**The exercise**
Edit the entries below by replacing every occurrence of "match this form" with "follow this format", leaving all other text unchanged.

**Data items**
:::::

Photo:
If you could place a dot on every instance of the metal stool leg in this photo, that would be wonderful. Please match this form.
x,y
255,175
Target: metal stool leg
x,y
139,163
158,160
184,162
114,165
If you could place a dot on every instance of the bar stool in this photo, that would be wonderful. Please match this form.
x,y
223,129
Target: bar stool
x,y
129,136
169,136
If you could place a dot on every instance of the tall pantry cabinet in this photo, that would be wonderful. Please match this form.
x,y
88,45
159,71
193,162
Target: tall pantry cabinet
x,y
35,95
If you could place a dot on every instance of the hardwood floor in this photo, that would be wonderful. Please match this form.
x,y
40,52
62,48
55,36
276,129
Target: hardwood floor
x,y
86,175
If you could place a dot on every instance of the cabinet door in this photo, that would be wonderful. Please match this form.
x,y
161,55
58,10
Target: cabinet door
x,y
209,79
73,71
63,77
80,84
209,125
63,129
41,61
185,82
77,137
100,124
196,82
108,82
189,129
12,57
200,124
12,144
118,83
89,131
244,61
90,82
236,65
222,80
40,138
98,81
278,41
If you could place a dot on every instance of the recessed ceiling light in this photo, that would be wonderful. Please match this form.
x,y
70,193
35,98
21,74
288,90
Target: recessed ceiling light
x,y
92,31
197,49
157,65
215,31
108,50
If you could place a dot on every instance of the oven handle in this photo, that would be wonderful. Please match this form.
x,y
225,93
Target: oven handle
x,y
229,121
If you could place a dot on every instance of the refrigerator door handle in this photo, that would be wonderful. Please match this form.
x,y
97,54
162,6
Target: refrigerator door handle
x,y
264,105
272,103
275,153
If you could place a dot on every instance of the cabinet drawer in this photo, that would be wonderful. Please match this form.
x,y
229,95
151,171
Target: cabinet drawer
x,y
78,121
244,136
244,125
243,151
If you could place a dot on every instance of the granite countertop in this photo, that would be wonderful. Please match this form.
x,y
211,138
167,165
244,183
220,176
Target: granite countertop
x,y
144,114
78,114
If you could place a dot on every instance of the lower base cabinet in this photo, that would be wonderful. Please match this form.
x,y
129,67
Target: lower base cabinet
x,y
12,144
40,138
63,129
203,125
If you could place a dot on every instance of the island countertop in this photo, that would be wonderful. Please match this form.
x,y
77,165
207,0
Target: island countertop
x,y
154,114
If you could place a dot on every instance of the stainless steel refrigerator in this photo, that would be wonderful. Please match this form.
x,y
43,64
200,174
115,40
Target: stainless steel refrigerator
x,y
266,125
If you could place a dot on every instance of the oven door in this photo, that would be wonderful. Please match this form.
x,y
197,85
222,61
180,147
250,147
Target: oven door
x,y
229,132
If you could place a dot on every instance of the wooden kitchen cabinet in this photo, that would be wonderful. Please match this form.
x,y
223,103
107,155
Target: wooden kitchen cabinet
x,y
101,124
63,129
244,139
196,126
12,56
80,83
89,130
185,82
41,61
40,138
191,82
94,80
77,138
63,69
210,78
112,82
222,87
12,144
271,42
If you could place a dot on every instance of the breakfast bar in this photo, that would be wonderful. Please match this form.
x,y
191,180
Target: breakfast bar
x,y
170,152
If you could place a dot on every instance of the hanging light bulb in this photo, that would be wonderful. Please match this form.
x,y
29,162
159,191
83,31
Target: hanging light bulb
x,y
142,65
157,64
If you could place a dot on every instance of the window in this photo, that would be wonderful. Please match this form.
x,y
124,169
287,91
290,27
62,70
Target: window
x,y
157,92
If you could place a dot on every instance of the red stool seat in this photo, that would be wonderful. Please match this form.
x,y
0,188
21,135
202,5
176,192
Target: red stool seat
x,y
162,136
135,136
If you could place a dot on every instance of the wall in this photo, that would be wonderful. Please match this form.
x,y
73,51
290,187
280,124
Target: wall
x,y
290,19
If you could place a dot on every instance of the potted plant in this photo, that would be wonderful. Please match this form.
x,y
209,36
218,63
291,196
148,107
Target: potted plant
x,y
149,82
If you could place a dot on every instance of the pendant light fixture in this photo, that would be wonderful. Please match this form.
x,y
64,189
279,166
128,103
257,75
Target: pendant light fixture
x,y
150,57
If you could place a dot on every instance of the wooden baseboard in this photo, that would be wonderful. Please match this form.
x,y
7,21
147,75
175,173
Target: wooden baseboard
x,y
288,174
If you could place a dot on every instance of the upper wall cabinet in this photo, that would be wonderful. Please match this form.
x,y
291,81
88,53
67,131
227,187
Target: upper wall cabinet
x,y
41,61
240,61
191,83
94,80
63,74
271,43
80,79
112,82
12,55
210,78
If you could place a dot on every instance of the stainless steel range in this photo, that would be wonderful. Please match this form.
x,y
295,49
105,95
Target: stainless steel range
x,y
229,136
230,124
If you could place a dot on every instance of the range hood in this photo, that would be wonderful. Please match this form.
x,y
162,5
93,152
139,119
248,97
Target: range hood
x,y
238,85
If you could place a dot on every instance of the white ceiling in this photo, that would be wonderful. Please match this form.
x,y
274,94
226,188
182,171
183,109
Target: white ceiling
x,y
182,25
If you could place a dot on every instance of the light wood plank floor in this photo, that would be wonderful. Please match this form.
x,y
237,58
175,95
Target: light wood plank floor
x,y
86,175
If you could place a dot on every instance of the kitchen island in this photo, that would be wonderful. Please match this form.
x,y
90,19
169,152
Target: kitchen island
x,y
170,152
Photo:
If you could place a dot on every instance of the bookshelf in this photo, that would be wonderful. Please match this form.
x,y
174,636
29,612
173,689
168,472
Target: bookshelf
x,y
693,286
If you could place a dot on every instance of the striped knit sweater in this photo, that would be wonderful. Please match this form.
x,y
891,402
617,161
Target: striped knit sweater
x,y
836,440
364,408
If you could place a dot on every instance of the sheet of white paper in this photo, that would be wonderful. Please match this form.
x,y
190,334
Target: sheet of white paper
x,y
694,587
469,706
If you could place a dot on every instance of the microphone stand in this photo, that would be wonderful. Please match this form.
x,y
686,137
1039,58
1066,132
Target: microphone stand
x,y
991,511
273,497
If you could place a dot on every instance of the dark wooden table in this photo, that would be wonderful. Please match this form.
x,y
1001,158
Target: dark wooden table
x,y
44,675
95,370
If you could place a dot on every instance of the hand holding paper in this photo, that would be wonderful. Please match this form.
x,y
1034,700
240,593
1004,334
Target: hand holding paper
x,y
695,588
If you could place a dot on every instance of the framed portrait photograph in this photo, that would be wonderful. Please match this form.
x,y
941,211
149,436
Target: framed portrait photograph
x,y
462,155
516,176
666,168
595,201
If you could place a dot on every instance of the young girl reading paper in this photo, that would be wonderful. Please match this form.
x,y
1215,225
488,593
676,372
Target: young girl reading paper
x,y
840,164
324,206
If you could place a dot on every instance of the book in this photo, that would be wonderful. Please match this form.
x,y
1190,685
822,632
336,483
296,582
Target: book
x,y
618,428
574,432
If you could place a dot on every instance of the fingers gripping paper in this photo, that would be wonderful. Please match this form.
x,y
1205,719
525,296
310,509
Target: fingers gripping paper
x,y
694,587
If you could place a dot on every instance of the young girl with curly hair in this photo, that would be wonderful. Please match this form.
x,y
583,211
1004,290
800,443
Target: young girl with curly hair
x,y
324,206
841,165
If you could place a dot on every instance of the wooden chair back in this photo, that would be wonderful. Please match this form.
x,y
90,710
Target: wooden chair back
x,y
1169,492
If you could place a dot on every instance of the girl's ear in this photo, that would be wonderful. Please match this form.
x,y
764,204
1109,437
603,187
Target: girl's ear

:::::

**Full solution**
Photo:
If you could place a dot on every instance of the metal stool leg in this photo, that would be wonderful. Please follow this format.
x,y
255,175
Target: metal stool leg
x,y
139,163
158,160
184,162
114,165
If you could place a dot on every instance of the bar stool in this photo, that would be wonderful. Please follow this format.
x,y
223,129
Target: bar stool
x,y
129,136
169,136
If you could place a dot on every instance of the tall pantry cabinet in this photo, that would be wonderful. Please follow this format.
x,y
88,45
159,71
193,162
Target: tall pantry cabinet
x,y
35,95
If you could place a dot on every instance of the hardwood floor in this photo, that would be wonderful. Please follow this format.
x,y
40,52
62,48
55,36
276,129
Target: hardwood floor
x,y
86,175
If you could place a dot on every instance of the cabinet door in this photo, that would be wonderful. Please follow this format.
x,y
161,55
58,10
Target: cabinet door
x,y
209,79
73,71
63,77
80,84
209,125
63,129
41,61
185,82
77,137
100,124
196,82
108,82
189,129
12,57
200,124
12,144
118,83
89,131
244,61
90,82
236,65
222,80
40,138
98,81
278,41
If you could place a dot on every instance of the recessed ceiling light in this photo, that would be wonderful. Please follow this format.
x,y
70,193
35,98
21,74
288,90
Target: recessed ceiling light
x,y
92,31
197,49
157,65
215,31
108,50
If you could place a dot on every instance of the oven handle in this photo, that would be wonderful. Please follow this format.
x,y
225,93
Target: oven handle
x,y
229,121
If you could place a dot on every instance of the refrigerator door handle in this photo, that would be wonderful. Please follow this format.
x,y
97,54
162,6
Target: refrigerator door handle
x,y
264,105
272,103
275,153
If you could place a dot on every instance of the cabinet drawer in this photo, that would be wonderful. Please follow this format.
x,y
229,95
151,171
Target: cabinet drawer
x,y
78,121
244,136
244,125
243,151
If you could place a dot on every instance of the granite countertop in this photo, that would be wonderful. Please follow this format.
x,y
211,138
167,165
244,183
220,176
Target: granite countertop
x,y
144,114
78,114
If you could place a dot on every instance of the lower base cabinet in this photo, that would be wonderful. Please follow this format.
x,y
129,67
Target: lower base cabinet
x,y
12,144
40,138
63,129
203,125
If you could place a dot on every instance of the island countertop in this photo, that would be wonderful. Please follow this format.
x,y
77,165
207,0
Target: island countertop
x,y
154,114
If you could place a dot on every instance of the stainless steel refrigerator in this photo, that would be wonderful. Please follow this format.
x,y
43,64
200,174
115,40
Target: stainless steel refrigerator
x,y
266,125
If you could place a dot on every instance of the oven door in this photo, that would be wonderful. Please follow this format.
x,y
197,85
222,61
180,147
250,147
Target: oven door
x,y
229,132
If you could place a dot on every instance of the wooden kitchen cabinet in this photo, that would be wonderful. Please follow this format.
x,y
223,103
107,155
Target: wooden kitchen cabinet
x,y
101,124
63,129
244,139
196,126
12,56
80,83
89,130
185,82
41,61
40,138
191,82
94,80
77,138
63,69
210,78
112,82
222,87
12,144
271,42
If you could place a dot on every instance of the breakfast bar in this photo, that would be wonderful. Please follow this format.
x,y
191,180
Target: breakfast bar
x,y
170,152
If you could place a dot on every instance of the hanging light bulb in this photo, that would be wonderful. Please follow this format.
x,y
29,162
159,191
83,31
Target: hanging light bulb
x,y
142,65
157,64
If you could place a dot on every instance of the window in this photo, that would be wonderful. Please follow this format.
x,y
124,169
287,91
290,27
62,70
Target: window
x,y
157,92
If you could place a dot on every instance of the red stool seat in this photo, that would be wonderful. Please follow this format.
x,y
0,188
21,135
202,5
176,192
Target: red stool seat
x,y
162,136
135,136
If you could place a dot on every instance of the wall in this photo, that would be wonderful. Please follow this format.
x,y
73,51
290,187
280,124
Target: wall
x,y
290,19
If you could place a dot on every instance of the potted plant in this photo, that would be wonderful. Please follow this format.
x,y
209,36
218,63
291,196
148,107
Target: potted plant
x,y
149,82
If you could place a dot on every instance of the pendant light fixture in this photo, that would be wonderful. Please follow this format.
x,y
64,189
279,166
128,103
257,75
Target: pendant light fixture
x,y
150,57
If you could place a dot on every instance of the wooden baseboard in this photo, that would be wonderful. Please follow this format.
x,y
7,21
147,75
175,173
Target: wooden baseboard
x,y
288,174
If you could place a dot on every instance of the upper wall cabinet in this photo, that would be wonderful. Please follow this format.
x,y
291,81
88,53
67,131
227,187
Target: upper wall cabinet
x,y
41,61
240,61
191,83
94,80
63,74
271,43
80,79
112,82
12,55
210,78
If you could place a dot on every instance of the stainless steel range in this photo, that would be wonderful. Please follow this format.
x,y
295,49
105,95
Target: stainless steel range
x,y
229,136
230,124
If you could place a dot on every instance of the range hood in this photo, that would be wonderful. Please follow this format.
x,y
162,5
93,152
139,119
248,97
Target: range hood
x,y
238,85
If you could place a dot on every instance of the white ceiling in this photo, that would be wonderful. Please follow this format.
x,y
274,94
226,188
182,171
183,109
Target: white ceiling
x,y
182,25
If you could place a dot on every instance of the light wood plank floor in this photo, that would be wonderful. Please follow this format.
x,y
237,58
175,95
Target: light wood plank floor
x,y
86,175
If you could place a dot on every instance of the kitchen island in this photo, that would be wonderful. Please follow this format.
x,y
90,19
169,152
Target: kitchen island
x,y
170,152
Photo:
If you could place a dot on every instance of the bookshelf in this photo, that would be wonderful. Please follow this format.
x,y
174,636
29,612
173,689
168,472
Target: bookshelf
x,y
693,286
If you could place a dot on every instance of the striped knit sweater in this photo, that would be wonderful. Please follow this format.
x,y
891,402
617,161
Target: striped knit sweater
x,y
836,440
364,408
If you could place a dot on every instance of the sheet of white paper in this photo, that would be wonderful. Please follow this format.
x,y
190,334
Target: sheet of white paper
x,y
694,587
469,706
If you could place a dot on every instance of the microphone stand in this photo, that would be wonderful. Please follow this format.
x,y
686,137
1039,58
1066,132
Target: microphone stand
x,y
991,511
273,497
If you could place a dot on every instance of the dark wooden table in this photo, that would be wonderful. Please follow this format.
x,y
1001,158
Target: dark wooden table
x,y
44,675
95,370
If you could place a dot on every instance of the hand holding paper in this photo, that would be wonderful. Please follow this format.
x,y
1034,700
240,593
1004,334
Target: hand holding paper
x,y
695,588
If you could place a dot on every instance of the framed portrait photograph in this photo, that would be wonderful. Please follow this format.
x,y
941,211
149,436
Target: framed portrait photograph
x,y
462,155
516,176
666,168
595,201
If you could place a dot on every instance of the young girl reading paper in this photo, that would be wonderful. Please follow this format.
x,y
1215,225
488,593
676,372
Target: young girl reading paper
x,y
840,164
324,206
If you could place a dot on every instance of the book in this photo, that would be wonderful. Please follow this format.
x,y
1190,685
822,632
336,483
296,582
Target: book
x,y
618,428
574,432
If you could place a dot on every instance of the fingers gripping paper in this photo, that would be wonderful. Please follow this format.
x,y
1205,719
525,296
310,509
Target: fingers gripping paper
x,y
694,587
If you could place a dot on every instance of the young girl with curly hair in this photo, that would be wonderful. Please follow this format.
x,y
583,211
1004,290
800,443
Target: young girl with curly hair
x,y
324,206
841,165
If you could place a dot on every instance of the wooden chair back in this photo, that would be wonderful. Please follow this format.
x,y
90,710
Target: wooden chair back
x,y
1169,492
If you could place a dot on every instance of the girl's ear in this photo, that would be wonderful. Please follow this format.
x,y
764,204
1109,437
603,187
Target: girl's ear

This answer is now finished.